**EXERCISE AIM**
Show every line of the records that contains the string "ceiling", copying each line in full. Case counts.

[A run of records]
--- start ---

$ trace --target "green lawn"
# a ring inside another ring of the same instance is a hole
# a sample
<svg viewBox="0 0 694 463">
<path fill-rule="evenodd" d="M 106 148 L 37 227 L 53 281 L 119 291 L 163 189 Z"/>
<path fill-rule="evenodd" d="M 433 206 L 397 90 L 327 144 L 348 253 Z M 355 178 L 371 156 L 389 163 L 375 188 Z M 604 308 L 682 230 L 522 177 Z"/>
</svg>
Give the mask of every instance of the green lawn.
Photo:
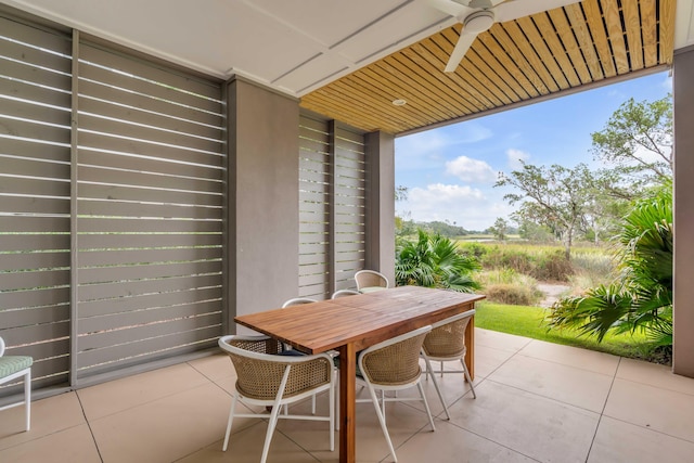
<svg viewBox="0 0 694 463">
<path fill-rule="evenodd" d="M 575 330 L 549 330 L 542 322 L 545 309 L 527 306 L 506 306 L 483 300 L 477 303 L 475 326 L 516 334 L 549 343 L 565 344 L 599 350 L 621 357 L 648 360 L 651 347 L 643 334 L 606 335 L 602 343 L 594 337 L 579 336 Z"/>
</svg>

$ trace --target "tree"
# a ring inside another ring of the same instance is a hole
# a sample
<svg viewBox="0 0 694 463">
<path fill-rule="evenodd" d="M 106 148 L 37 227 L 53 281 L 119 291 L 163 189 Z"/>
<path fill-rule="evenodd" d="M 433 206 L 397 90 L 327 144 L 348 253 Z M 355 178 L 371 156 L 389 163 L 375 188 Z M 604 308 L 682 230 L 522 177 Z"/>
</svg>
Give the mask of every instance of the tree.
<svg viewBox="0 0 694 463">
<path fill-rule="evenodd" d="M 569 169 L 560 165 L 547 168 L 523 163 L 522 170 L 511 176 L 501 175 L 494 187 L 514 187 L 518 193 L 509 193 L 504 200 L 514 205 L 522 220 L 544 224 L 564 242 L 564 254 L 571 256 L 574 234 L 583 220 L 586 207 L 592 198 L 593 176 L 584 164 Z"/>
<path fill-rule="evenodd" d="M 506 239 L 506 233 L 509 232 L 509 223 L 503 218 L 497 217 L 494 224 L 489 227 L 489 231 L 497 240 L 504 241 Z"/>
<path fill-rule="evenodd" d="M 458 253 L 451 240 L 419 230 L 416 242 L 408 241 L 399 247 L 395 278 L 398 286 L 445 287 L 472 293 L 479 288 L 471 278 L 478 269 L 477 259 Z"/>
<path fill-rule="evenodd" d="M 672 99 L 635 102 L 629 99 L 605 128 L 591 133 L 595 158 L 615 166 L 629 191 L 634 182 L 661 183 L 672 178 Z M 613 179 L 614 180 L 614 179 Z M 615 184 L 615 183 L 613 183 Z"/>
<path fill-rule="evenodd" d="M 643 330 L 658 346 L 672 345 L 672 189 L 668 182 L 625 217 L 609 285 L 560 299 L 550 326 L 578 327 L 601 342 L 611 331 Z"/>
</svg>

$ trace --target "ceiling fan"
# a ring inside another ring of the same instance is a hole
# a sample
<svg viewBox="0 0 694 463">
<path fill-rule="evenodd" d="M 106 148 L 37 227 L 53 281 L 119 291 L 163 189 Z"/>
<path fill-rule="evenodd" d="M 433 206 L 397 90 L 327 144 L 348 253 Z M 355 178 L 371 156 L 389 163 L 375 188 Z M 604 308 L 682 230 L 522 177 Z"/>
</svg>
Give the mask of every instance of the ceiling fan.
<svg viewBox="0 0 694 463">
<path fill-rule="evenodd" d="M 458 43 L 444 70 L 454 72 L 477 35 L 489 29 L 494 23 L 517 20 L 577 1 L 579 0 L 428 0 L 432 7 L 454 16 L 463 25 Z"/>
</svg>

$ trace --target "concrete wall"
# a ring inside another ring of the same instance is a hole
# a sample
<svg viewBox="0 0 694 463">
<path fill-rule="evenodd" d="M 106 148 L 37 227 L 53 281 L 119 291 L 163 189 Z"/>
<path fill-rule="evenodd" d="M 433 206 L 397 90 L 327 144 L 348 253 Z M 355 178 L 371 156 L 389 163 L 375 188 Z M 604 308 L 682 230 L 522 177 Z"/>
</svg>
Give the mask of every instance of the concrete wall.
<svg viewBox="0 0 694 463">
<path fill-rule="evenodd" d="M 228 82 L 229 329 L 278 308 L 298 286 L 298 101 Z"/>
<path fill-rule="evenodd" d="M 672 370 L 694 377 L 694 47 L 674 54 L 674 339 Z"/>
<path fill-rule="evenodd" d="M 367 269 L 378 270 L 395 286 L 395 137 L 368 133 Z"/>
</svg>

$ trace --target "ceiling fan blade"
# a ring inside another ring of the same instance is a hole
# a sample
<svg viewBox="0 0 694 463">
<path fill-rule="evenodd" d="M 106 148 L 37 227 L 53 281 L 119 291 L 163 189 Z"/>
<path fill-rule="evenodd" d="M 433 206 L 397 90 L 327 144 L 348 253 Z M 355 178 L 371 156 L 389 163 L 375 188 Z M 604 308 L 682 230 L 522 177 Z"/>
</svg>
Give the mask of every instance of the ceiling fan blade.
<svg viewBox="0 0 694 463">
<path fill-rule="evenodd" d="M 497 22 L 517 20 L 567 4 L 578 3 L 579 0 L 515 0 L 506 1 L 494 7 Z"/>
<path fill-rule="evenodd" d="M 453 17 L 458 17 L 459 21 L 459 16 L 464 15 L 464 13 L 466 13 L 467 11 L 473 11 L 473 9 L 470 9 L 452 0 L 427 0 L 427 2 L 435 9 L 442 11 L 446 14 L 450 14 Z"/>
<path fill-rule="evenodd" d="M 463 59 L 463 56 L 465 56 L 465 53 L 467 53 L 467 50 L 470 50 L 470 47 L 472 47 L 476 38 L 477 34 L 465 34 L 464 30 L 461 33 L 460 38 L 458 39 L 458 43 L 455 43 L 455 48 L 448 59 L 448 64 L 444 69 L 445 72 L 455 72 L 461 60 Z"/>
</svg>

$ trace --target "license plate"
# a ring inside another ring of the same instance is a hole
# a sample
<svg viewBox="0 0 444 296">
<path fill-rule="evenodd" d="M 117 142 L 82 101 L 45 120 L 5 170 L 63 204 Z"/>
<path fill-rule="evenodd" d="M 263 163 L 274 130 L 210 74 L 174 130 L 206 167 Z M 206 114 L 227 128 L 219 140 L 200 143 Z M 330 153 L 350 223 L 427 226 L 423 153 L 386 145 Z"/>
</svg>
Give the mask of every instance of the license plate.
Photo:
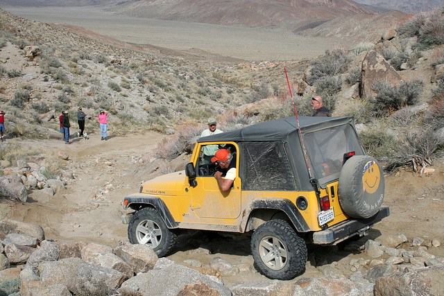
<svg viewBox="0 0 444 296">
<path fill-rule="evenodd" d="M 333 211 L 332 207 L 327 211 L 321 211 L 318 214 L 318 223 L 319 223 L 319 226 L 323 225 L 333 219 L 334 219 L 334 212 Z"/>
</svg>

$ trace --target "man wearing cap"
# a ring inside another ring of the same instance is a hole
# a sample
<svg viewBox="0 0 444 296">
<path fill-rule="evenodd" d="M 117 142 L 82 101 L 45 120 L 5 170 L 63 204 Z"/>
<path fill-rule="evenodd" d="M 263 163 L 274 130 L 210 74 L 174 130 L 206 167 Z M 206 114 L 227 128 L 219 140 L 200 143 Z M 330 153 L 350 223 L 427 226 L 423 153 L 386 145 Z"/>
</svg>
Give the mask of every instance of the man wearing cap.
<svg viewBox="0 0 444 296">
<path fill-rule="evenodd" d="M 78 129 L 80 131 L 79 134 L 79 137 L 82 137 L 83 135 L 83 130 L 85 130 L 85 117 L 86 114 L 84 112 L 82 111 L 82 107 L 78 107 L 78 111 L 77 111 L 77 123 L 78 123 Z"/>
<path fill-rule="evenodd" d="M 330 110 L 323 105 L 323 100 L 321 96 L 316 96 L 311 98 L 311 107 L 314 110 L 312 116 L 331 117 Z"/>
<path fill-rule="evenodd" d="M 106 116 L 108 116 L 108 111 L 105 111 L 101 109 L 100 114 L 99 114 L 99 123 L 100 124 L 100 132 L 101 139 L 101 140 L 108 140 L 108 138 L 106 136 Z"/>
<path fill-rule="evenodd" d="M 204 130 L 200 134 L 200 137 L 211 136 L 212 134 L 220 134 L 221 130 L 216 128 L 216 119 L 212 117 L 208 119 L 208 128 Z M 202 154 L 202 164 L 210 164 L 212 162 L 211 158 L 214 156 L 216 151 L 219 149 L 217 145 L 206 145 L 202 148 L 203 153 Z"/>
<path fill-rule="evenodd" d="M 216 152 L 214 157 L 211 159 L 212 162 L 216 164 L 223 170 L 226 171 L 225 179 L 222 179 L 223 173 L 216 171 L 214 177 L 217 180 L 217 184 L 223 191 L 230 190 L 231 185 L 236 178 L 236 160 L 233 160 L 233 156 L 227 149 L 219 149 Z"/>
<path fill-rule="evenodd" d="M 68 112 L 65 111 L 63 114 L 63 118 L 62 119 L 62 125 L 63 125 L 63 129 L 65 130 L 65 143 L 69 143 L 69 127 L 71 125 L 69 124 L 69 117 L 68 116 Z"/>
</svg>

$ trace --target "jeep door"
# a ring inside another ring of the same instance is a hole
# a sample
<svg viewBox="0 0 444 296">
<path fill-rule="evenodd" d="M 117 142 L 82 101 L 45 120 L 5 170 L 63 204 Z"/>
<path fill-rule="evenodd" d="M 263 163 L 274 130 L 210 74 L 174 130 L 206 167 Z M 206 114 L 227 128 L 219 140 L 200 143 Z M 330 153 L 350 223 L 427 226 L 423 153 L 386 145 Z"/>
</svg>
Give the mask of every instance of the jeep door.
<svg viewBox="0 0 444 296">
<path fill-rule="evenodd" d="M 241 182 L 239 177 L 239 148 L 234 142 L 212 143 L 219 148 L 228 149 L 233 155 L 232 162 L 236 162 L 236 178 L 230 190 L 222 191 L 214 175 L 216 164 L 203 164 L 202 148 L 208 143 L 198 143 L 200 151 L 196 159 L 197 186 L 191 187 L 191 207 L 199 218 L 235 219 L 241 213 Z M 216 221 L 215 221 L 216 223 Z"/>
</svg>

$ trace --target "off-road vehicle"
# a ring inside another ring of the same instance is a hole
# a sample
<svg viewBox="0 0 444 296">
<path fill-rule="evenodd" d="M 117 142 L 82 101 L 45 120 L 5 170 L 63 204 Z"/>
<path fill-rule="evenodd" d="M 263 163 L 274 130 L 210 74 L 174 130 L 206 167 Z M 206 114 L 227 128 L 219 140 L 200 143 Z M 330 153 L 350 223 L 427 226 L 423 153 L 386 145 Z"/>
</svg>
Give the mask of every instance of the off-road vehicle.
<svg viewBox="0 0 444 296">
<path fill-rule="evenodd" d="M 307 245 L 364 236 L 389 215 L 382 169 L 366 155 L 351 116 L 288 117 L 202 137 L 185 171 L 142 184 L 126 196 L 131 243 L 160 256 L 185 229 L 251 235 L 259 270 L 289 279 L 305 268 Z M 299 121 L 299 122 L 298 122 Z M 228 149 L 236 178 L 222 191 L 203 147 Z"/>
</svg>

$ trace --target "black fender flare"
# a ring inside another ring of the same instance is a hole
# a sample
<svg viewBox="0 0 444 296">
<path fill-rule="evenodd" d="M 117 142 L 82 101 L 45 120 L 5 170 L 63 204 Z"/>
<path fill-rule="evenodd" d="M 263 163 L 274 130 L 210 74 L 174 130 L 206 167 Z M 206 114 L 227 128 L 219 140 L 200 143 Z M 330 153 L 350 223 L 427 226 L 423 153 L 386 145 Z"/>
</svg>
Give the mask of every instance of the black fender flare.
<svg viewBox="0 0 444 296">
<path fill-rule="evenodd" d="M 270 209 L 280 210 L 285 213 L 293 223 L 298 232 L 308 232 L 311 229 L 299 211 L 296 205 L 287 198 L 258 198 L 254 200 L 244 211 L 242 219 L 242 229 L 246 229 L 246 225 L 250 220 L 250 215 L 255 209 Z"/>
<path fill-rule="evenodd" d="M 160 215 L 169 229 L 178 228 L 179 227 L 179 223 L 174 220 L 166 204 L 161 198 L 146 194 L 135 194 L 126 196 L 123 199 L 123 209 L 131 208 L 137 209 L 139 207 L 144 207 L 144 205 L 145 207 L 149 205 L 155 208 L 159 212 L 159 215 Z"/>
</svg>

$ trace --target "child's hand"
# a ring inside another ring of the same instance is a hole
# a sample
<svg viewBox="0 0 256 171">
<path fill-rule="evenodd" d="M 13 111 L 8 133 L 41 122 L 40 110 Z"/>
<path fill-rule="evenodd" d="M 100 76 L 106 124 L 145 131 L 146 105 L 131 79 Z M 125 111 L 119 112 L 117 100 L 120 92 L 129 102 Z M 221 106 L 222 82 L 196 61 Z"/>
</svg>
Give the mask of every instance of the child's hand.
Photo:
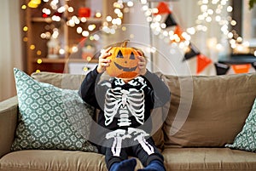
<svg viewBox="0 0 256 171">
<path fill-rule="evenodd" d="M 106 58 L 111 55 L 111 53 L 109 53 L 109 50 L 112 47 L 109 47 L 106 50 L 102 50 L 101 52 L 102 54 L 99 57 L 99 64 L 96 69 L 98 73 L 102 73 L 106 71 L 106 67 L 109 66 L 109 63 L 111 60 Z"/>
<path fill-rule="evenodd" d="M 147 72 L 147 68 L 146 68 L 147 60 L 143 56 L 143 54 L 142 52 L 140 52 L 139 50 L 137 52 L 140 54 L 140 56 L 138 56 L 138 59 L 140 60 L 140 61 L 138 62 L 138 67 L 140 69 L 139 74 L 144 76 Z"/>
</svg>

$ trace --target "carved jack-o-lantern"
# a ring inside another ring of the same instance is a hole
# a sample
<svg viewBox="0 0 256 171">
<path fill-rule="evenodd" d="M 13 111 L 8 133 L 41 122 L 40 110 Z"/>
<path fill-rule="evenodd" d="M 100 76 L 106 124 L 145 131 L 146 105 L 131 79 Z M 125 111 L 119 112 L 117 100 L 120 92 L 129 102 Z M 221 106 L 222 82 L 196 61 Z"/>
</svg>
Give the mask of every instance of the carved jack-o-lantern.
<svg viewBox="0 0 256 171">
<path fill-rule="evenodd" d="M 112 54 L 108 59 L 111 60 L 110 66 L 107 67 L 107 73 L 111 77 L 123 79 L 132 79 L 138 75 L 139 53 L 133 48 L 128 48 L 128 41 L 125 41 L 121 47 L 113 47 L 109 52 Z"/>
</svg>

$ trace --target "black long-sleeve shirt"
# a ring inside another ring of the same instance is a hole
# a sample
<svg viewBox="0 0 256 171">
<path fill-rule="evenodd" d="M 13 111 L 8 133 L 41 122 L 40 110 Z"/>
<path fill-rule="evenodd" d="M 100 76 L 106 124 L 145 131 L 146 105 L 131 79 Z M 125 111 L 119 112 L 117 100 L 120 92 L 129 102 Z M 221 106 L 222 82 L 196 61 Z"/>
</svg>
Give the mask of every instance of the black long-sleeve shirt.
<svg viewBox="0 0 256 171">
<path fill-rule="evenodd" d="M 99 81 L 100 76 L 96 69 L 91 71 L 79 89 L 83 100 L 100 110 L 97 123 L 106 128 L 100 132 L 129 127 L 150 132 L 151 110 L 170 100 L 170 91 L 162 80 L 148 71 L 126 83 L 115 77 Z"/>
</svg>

--- end ---

**EXERCISE RESULT**
$ trace --target "ceiling fan"
Give the mask of every instance of the ceiling fan.
$ trace --target "ceiling fan blade"
Give the mask of every instance of the ceiling fan blade.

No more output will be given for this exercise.